:: DOCUMENT SEGMENT
Maybe some, but I know plenty of old-timers that had lung and heart problems back in the 60s through 80s that the doctors blamed on smoking. It may not have been wide-spread knowlege, but there were doctors out there warning about smoking too much, even 50 years ago.

Also, today's cigarettes are a lot more harmful than pure tabacco smoked in the early part of the 1900s (1990-1950). They add all kinds of nasty chemical to cigarettes now that they didn't used to.

So comparing smoking to feeding flax is not really a great compareson...

You could however compare what was fed to horses back in the early 1900s (plain oats) to the "fancy" horse feeds now, which we're finding out are not as good for the long-term health of our horses as we thought... :wink:


----------



## White Foot (Jun 4, 2009)

luvs2ride, I wasn't looking to "contradict" you. I simply stated to watch how much she give her horse, and that it does contain cyanide. I never said the cyanide will kill the horse. I don't see where you think I was trying to say that the cyanide in flax can seriously injure a horse. 

I said..


> Make sure you feed the right balance, high volumes of flax oil can cause diarrhea and colic signs in horses. It also contains cyanide.


How can you try disagree with that quote?. 



> You could however compare what was fed to horses back in the early 1900s (plain oats) to the "fancy" horse feeds now, which we're finding out are not as good for the long-term health of our horses as we thought...


Do you have to argue with everything?.


----------



## luvs2ride1979 (Nov 9, 2007)

Yes, you said it contains cyanide. Apparently it does, but that is a moot point/comment. Research has shown that it has absolutely NO effect on the horse. That is what I was trying to point out.

Also, you posted your initial comments after my post on how much to feed, implying that my directions were incorrect, and without giving any of your own suggestions/directions.

I'm not arguing, only attempting to provide factual information on the issue of flax.


----------



## White Foot (Jun 4, 2009)

luvs2ride1979 said:


> Yes, you said it contains cyanide. Apparently it does, but that is a moot point/comment. Research has shown that it has absolutely NO effect on the horse. That is what I was trying to point out.
> 
> Also, you posted your initial comments after my post on how much to feed, implying that my directions were incorrect, and without giving any of your own suggestions/directions.
> 
> I'm not arguing, only attempting to provide factual information on the issue of flax.


I think telling the owner what's in what they're feeding there horses has great significance to the topic. Even if it doesn't have any short-term side effects. Wouldn't you want to know what was in what you were eating?.
::::
:: DATASET CONTENT
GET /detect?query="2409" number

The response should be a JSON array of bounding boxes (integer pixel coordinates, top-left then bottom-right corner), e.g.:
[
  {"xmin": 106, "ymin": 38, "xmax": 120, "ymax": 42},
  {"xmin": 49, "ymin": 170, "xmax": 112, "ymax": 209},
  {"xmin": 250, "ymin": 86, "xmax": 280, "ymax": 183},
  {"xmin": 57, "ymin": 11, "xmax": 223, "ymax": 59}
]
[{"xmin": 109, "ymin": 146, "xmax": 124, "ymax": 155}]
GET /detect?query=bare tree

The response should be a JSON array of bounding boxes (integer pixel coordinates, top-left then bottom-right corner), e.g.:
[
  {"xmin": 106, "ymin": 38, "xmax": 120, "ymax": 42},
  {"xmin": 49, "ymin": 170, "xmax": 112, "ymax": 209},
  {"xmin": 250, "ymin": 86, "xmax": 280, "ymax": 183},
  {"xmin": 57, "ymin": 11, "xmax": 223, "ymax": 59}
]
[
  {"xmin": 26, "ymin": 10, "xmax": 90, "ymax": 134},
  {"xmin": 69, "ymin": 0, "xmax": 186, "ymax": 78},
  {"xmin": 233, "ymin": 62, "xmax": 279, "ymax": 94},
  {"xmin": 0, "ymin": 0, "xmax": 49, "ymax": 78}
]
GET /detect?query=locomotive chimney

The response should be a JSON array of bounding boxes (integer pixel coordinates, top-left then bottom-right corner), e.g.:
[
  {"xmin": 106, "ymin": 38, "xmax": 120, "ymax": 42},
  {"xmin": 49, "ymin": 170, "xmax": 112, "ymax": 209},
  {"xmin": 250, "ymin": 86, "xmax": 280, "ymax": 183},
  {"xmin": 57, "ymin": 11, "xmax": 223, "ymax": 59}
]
::::
PROBLEM SET:
(1) Translate this sentence from the forum thread about flax into Spanish: "I'm not arguing, only attempting to provide factual information on the issue of flax."
(2) Repeat the part of the forum thread about flax starting with "Also, today's cigarettes" and going on through "didn't used to.".
These lines have nothing to do with the forum thread about flax.

ACTIVITY ANSWERS:
(1) No estoy discutiendo, solo intento dar información basada en hechos sobre el tema de la linaza.

(2)
Also, today's cigarettes are a lot more harmful than pure tabacco smoked in the early part of the 1900s (1990-1950). They add all kinds of nasty chemical to cigarettes now that they didn't used to.